• Data to use:
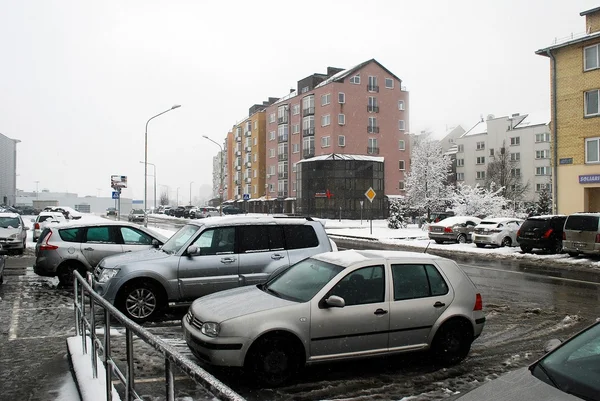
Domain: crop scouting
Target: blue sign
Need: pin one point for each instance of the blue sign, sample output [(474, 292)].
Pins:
[(589, 179)]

• Exercise instructions: What do the lines from the one with "Need: pin one" through the last line of the entries say? Print them word for word, both ends included, and nothing else.

• Task answer:
Need: pin one point for each instance of the blue sign, sample output [(474, 292)].
Pins:
[(589, 179)]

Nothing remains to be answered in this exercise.